▸ **PROBLEM TO WORK ON**: Without changing a single word, set down all of the records.

- Opening Delimiter -

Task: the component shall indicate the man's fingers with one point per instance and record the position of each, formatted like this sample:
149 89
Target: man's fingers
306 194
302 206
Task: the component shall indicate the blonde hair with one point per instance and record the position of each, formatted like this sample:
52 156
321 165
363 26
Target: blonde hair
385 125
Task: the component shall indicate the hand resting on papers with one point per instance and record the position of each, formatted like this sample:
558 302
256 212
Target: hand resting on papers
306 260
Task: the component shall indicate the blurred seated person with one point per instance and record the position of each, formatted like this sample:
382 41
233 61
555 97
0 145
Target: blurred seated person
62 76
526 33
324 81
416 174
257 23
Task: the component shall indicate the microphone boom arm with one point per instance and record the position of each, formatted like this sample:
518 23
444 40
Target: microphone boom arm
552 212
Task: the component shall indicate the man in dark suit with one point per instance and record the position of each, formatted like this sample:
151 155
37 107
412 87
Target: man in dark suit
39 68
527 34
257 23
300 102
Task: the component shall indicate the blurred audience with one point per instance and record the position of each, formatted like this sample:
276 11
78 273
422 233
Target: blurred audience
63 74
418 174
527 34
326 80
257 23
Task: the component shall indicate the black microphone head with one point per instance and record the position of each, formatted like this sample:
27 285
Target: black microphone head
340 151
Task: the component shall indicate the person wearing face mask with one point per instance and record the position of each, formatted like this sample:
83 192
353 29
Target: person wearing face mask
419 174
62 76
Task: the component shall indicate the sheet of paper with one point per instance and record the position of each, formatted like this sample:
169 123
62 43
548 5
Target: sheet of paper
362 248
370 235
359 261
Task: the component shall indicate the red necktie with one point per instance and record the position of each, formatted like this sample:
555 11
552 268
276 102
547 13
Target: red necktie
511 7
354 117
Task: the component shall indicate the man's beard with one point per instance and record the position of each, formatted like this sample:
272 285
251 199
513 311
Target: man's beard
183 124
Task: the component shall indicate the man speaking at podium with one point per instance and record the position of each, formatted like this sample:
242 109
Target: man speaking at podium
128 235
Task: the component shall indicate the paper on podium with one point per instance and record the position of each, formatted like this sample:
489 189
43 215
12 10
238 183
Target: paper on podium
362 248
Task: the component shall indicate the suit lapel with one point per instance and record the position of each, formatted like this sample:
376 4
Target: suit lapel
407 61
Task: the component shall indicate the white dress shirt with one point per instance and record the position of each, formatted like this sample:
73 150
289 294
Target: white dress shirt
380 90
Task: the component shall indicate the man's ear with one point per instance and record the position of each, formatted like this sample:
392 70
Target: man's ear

- Closing Delimiter -

▸ **EXERCISE SOLUTION**:
Task: the component shall indicate the man's fingers with one point per instance and record the position of each, formatted like this sample:
149 89
Target: man's fingers
306 194
302 206
Task: the component shall indicate the blonde hair with one point per instance and record the position of each, formatted like this sample:
52 156
321 165
363 26
Target: blonde hair
385 125
Task: the component shall indicate the hand resting on papers with one point per instance and record the position of each, formatted like this sample:
558 302
256 212
Target: hand resting on papers
306 260
Task: the component shall indicate the blurred seated person with one point per instance and record the position of each, formatted like this sample:
382 41
233 61
555 97
0 145
Target: blurred seated person
62 76
526 33
324 81
416 174
257 23
Task: the component shall indicate the microphone boom arm with one point per instance and record the position of each, formatted like this sample:
518 23
444 40
Target: microphone boom arm
552 212
Task: the component shall indicate the man in dark suit with one point per instance and record the position of each, formatted like this sample:
151 155
37 107
412 87
Target: man in dark suit
39 68
527 34
257 23
300 102
Task: the component shall indicate the blurred audience with one point per instance and record the position of each, formatted like this sample:
276 11
78 273
422 233
Target: blurred audience
63 74
418 174
527 34
326 80
257 23
Task: the component shall indicate the black microphone head with one point per instance and record the position of each, formatted like this sample:
27 285
Target: black microphone head
340 151
Task: the component shall indicate the person wearing face mask with one point per instance and record the position of each, formatted like this sample:
83 192
353 29
Target: person wearing face mask
419 174
62 76
Task: the component shall indicate the sheet of paper with one point per instance and record the position of each, formatted like this sample:
169 123
62 43
548 5
Target: sheet of paper
362 248
370 235
359 261
Task: the component shall indicate the red necktie with one point per instance and record the position of each, formatted like this sample:
555 11
552 268
276 102
547 13
Target: red necktie
511 7
354 117
Task: the component shall indicate the man's beard with one point per instance and record the position of each, formatted like this sample:
272 285
251 199
513 311
Target: man's beard
183 124
Task: the component shall indicate the man speaking at podium with one point per instance and record the position of each, formatted like this sample:
242 109
Target: man speaking at podium
128 235
Task: the component shall indicate the paper on podium with one point per instance and record the position of each, formatted like this sample:
489 189
43 215
12 10
238 183
Target: paper on podium
362 248
Task: the component shall indicate the suit lapel with one point per instance and record the position of each, formatted like this sample:
376 4
Target: suit lapel
407 61
Task: the component shall indicate the white dress shirt with one point per instance and record the position of each, formatted like this sample:
73 150
289 294
Target: white dress shirt
380 90
Task: the component shall indicate the man's ear with one point per instance and record the position of each, formatted like this sample:
392 70
Target: man's ear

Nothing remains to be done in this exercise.